# Texto del documento
☆ ☆ ☆ ☆ ☆ ☆ ☆

Termino con el poema final de Anteparaíso:
Entonces, aplastando la mejilla quemada
contra los ásperos granos de este suelo
pedregoso
–como un buen sudamericano–
alzaré por un minuto más mi cara hacia el
cielo
llorando
porque yo que creí en la felicidad
habré vuelto a ver de nuevo las irrefutables
estrellas.
Me refiero a las opacas estrellas que desde hace 42 años continúo mirando desde el fondo de un barco, en mis pesadillas, en mi horror, en mi amor y en mi esperanza.
Corte.

☆ ☆ ☆ ☆ ☆ ☆ ☆

# Requisitos
(A) Contesta estas preguntas sobre el texto del documento:
(i) ¿Con qué poema termina, según la primera línea?
(ii) ¿Cómo se describe el suelo contra el que se aplasta la mejilla quemada?
(iii) ¿Cuántos años lleva mirando las opacas estrellas desde el fondo de un barco?
(B) Reproduce sin cambios el pasaje del texto del documento que arranca en las palabras "Me refiero a" y se detiene después de las palabras "en mi esperanza.".
Responde solo con lo que dice el texto del documento.

☆ ☆ ☆ ☆ ☆ ☆ ☆

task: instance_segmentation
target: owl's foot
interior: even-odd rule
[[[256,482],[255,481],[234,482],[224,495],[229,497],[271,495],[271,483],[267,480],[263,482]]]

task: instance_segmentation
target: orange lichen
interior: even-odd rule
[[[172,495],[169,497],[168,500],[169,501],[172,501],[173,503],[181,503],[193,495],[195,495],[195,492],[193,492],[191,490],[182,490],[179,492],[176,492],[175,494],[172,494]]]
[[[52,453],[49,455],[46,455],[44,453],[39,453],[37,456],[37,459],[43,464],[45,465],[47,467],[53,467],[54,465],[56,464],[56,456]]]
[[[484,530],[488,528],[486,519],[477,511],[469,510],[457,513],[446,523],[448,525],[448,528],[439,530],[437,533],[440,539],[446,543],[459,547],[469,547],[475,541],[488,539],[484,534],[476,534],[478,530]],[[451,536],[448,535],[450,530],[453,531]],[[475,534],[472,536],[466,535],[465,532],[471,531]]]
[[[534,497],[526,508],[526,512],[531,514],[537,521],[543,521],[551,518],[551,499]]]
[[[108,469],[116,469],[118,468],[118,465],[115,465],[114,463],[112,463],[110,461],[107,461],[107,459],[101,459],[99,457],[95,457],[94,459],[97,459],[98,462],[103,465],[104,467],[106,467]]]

☆ ☆ ☆ ☆ ☆ ☆ ☆

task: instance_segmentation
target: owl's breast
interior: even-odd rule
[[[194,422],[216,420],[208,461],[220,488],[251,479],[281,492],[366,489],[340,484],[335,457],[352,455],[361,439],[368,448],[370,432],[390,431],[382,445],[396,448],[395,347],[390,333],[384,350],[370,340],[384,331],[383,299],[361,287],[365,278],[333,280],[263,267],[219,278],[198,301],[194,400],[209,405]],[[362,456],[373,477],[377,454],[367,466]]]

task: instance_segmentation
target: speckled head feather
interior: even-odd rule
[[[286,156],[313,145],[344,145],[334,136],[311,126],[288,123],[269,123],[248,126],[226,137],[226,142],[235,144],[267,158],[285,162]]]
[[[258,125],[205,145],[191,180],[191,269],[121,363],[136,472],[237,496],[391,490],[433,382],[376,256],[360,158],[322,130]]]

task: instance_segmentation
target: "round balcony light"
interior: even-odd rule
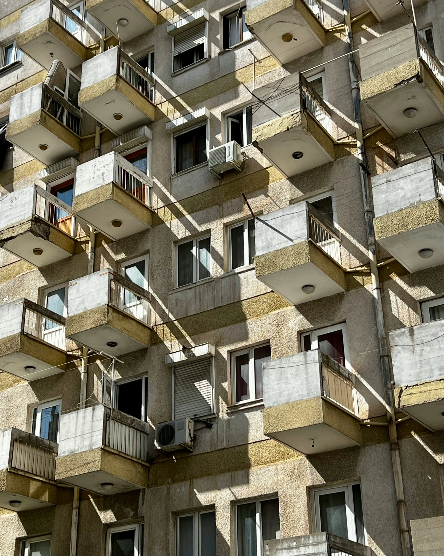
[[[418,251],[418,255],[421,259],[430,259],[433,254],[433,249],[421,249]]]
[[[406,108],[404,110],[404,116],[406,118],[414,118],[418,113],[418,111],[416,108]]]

☆ ☆ ☆ ☆ ☆ ☆ ☆

# Respuestas
(A)
(i) Con el poema final de Anteparaíso.
(ii) Como un suelo pedregoso, de granos ásperos.
(iii) 42 años.

(B)
Me refiero a las opacas estrellas que desde hace 42 años continúo mirando desde el fondo de un barco, en mis pesadillas, en mi horror, en mi amor y en mi esperanza.